▸ **Task list**
**A.** Transcribe the housing benefit debate word for word between "I can give an" and "a private landlord?", inclusive.
**B.** Pick up the housing benefit debate after its last sentence and keep it going.

▸ **Text shown**
I can give an example. Of two identical houses side by side, one is rented from the council at a weekly rent of about £55, which is paid by housing benefit because the family are unemployed. The family next door, who are also unemployed, rent privately what used to be a council home for £180 per week. That, too, is paid by housing benefit. Where is the sense in spending that public money on housing benefit, just to please a private landlord?
The council wants to solve the housing problem in the borough. I want to solve it, too. That can be done partly by better management of the property that we have, but, crucially, it can be done by the construction of new homes with affordable rents.
The housing benefit bill in this country is enormous. It does not help the individuals who receive it, because it was designed to help landlords who have benefited from deregulation.
Mr. Robert G. Hughes:
The hon. Gentleman is making an important point. Of course I acknowledge that there are problems with housing benefit, but when he cited his example he made no allowance for debt charges on the house that is still in council ownership. Surely if one does that, not necessarily for that particular house but overall, it changes the figures substantially. The debt on a house that has been sold will have been paid off, because that is how the regulations work.
Mr. Corbyn:
I realise that it is some time since the hon. Gentleman was a local councillor, and he may not have heard that the Department of the Environment has ring-fenced housing revenue accounts. The argument that council tenants are subsidised by the rest of the population is simply untrue. The issue is that a great deal of money is being made by private landlords for doing precisely nothing--and they are being subsidised by the state to do nothing. That is an abuse of public expenditure.

▸ **Data extract**
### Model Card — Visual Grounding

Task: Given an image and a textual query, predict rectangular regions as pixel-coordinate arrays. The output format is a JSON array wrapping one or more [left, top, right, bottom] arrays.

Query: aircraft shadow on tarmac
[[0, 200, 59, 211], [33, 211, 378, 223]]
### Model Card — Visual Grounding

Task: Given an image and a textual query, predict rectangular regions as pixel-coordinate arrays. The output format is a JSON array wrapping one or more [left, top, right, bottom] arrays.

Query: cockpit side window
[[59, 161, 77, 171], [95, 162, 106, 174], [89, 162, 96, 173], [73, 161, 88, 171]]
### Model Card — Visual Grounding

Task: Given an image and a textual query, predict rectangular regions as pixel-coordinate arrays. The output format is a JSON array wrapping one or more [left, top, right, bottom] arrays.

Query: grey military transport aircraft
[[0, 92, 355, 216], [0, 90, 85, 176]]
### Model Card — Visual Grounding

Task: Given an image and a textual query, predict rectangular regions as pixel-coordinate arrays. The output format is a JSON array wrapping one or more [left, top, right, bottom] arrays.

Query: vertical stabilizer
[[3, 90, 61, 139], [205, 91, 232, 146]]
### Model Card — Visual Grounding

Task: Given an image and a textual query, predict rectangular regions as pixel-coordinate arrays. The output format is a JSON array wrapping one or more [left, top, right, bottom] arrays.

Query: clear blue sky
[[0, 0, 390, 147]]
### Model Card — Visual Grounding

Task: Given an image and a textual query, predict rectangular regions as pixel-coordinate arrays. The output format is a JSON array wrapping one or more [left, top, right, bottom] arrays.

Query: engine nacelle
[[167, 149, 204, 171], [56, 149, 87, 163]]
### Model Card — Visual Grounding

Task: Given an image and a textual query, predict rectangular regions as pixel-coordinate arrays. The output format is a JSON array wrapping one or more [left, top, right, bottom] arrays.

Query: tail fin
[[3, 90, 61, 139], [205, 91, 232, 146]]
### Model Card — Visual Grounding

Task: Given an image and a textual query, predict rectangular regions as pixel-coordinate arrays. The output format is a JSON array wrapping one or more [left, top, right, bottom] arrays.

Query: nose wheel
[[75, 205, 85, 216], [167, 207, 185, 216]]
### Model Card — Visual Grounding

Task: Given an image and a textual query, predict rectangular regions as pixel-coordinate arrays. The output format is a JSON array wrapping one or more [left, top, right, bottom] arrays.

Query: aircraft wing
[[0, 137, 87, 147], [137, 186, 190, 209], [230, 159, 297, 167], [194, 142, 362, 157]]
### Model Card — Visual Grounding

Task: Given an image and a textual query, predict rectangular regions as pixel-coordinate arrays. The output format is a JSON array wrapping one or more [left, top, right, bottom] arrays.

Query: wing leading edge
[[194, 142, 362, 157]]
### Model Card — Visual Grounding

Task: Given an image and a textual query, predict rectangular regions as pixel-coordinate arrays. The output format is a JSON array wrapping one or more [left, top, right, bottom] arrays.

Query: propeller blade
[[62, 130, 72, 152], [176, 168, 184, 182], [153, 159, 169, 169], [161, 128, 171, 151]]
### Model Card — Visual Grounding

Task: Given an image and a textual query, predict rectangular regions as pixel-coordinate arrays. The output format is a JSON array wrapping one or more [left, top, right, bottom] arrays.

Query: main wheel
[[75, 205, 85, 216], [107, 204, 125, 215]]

▸ **Your responses**
**A.**
I can give an example. Of two identical houses side by side, one is rented from the council at a weekly rent of about £55, which is paid by housing benefit because the family are unemployed. The family next door, who are also unemployed, rent privately what used to be a council home for £180 per week. That, too, is paid by housing benefit. Where is the sense in spending that public money on housing benefit, just to please a private landlord?

**B.**
Mr. Hughes:
We have had the joke, but what about the serious answer? Of course I know that housing revenue
Mr. Corbyn:
The contrast is exactly what I said it was; I gave the figures. The ring fencing of the housing revenue account means that it has to bear the cost of debt charges on money borrowed over 60 years, as most local authority loans are, whereas a mortgage is usually taken out over 20, 25 or 30 years. That is the difference.
Public investment in good-quality housing is good for the people who live in it, and good for public expenditure as a whole. Spending money on housing benefit to prop up private landlords is not good. It is a crass waste of money, as the Government are at last beginning to recognise.
Mr. Andrew Mitchell:
I always enjoy the hon. Gentleman's speeches, and I have great respect for the integrity that he brings to his side of the debate, especially as it makes his hon. Friends on the Front Bench squirm. Will he make something clear to the House? He has said that extra public expenditure is needed. Will he confirm that he is entirely happy with the Labour party's policy of living within the Government's overall spending totals, in the unlikely event of Labour ever being elected?